Goal of the exercise: Begin at the line of the entries below that contains "of the pancake." and stop after the line that contains "x=572, y=128". Write all of those lines out again, requests included, and add -42 to every x and y coordinate in the answers.

╭─ Provided data

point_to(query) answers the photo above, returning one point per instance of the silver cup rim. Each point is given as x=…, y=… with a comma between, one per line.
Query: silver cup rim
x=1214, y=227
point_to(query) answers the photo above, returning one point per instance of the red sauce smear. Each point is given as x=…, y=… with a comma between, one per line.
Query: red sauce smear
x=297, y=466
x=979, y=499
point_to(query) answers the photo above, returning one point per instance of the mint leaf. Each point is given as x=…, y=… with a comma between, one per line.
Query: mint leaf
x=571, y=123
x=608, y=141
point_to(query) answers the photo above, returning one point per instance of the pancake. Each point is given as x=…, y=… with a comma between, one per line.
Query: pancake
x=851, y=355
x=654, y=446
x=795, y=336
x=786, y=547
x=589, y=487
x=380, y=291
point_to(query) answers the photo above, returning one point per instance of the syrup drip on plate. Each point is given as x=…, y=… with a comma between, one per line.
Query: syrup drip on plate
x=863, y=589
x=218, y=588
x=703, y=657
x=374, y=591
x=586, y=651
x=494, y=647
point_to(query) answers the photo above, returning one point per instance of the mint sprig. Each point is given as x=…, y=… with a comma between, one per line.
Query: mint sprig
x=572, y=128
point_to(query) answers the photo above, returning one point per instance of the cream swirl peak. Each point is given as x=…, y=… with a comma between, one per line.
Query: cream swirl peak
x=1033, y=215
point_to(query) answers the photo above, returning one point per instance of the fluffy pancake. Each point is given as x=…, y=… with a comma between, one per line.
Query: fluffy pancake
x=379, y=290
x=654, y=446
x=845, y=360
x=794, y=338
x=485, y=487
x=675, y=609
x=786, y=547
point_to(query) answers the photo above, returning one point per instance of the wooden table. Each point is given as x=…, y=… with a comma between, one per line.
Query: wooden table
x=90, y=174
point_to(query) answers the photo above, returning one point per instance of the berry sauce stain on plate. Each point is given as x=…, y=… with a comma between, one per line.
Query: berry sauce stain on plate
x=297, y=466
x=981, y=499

╰─
╭─ Provided data

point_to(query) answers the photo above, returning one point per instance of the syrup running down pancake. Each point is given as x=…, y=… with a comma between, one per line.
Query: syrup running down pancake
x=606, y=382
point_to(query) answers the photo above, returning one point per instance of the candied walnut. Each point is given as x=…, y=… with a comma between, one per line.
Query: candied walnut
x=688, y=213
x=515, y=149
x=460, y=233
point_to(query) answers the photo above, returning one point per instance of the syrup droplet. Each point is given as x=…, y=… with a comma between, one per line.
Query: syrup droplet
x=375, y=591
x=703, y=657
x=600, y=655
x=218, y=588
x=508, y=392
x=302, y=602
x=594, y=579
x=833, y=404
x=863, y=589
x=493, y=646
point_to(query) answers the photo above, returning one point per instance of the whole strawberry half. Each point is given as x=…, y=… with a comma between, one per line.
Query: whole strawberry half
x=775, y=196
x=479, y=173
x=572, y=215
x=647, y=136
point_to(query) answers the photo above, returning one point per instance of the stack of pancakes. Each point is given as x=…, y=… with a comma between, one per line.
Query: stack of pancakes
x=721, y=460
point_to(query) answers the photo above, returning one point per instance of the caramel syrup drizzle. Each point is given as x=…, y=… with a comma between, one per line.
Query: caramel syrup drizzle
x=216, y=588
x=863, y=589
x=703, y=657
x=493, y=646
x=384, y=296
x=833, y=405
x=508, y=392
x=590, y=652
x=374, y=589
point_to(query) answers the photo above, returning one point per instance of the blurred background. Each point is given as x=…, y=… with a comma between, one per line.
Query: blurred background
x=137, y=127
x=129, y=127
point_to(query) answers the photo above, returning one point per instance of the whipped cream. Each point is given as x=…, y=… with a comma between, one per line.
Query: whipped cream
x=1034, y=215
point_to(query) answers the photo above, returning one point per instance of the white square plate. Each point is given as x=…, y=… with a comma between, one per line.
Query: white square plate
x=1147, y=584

╰─

Written response:
point_to(query) answers the photo above, returning one point per instance of the pancake. Each point is given as x=…, y=… with a comma between, one per line.
Query: pancake
x=809, y=313
x=612, y=404
x=753, y=294
x=744, y=505
x=547, y=445
x=338, y=249
point_to(query) answers the photo above, returning one point per instance of the syrup drip on plate. Each point is given as x=…, y=… with a comma between, one per line.
Query: syrup drip on plate
x=821, y=547
x=176, y=546
x=661, y=615
x=332, y=549
x=544, y=609
x=452, y=605
point_to(query) answers the photo above, returning one point per instance of the mint sprig. Each point is given as x=…, y=… with a comma between, one per line.
Query: mint sprig
x=530, y=86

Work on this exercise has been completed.